■ Instruction ■
Rewrite the entire listing below, replacing "single pin" with "single marker" wherever it occurs and keeping everything else the same. Omit the pictures from your rewrite.

■ Stored records ■

— START —

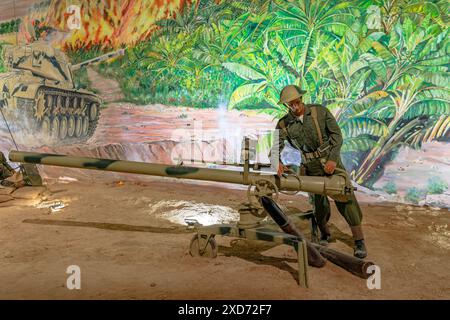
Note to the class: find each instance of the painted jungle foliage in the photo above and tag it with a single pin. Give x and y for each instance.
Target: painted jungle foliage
(380, 66)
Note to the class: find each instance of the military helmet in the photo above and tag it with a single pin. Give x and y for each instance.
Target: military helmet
(290, 93)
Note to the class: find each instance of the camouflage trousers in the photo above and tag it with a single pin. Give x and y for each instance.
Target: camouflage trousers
(350, 210)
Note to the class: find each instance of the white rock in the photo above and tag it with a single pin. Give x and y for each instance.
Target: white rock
(438, 200)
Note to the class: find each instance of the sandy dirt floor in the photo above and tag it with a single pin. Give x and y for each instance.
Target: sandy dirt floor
(116, 230)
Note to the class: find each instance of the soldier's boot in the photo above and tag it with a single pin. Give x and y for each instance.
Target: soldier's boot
(325, 235)
(360, 250)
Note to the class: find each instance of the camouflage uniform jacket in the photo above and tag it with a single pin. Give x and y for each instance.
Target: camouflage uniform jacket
(303, 135)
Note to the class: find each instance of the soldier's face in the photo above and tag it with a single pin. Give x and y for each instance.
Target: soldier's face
(297, 106)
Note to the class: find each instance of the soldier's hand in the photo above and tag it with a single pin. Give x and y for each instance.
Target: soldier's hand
(281, 170)
(329, 167)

— END —

■ Answer to this problem ■
Note to the class: find each instance of the painted jungle foliage in the photo above and tag it with a single marker. Give x and y for each instance.
Target: painted jungle foliage
(380, 66)
Note to the class: find each instance of the military helmet in the photo above and tag it with a single marker. Give x and y for each instance.
Target: military helmet
(290, 93)
Note to the class: find each instance of the camouflage trousers in the photo above and tag it with a single marker. Give x and y for each instance.
Target: camouflage trousers
(350, 210)
Note to the class: find each instance of the white rock in the photo above and tag it with a single marker. Give x and y for each instance.
Target: white rock
(438, 200)
Note to the class: find each instance of the sandy dirt floor in the photo above and tag it with a single marker. Give x and y for each instance.
Target: sandy dirt floor
(116, 230)
Note to the class: find each instance of the soldier's boot in the photo above and tag it with a single marker. Give x and y for each instance.
Target: soldier's boot
(325, 235)
(360, 250)
Note to the class: find each instance of the camouflage uniform jacket in the photo above and tag it with a single marker. Give x and y for each instance.
Target: camouflage uniform jacket
(303, 135)
Note to the class: find each instance of the soldier's face in the photo above and tag it with a single marker. Give x and y for each instance.
Target: soldier's face
(297, 106)
Note to the class: find each instance of the soldier's hand in the photo above and tag it with a single marker. Give x and y for each instance.
Target: soldier's hand
(281, 170)
(329, 167)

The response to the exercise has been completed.